§ **DATASET RECORDS**
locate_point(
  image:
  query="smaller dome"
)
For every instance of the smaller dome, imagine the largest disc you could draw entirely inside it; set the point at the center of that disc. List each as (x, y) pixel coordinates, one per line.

§ **WHAT TO DO**
Repeat every record above. Each one must match exactly.

§ **WRITTEN RESPONSE**
locate_point(
  image:
  query="smaller dome"
)
For every instance of the smaller dome, imagine the largest disc you could draw entirely inside it; set the point at the center of that disc. List each as (x, y) pixel coordinates, one per line.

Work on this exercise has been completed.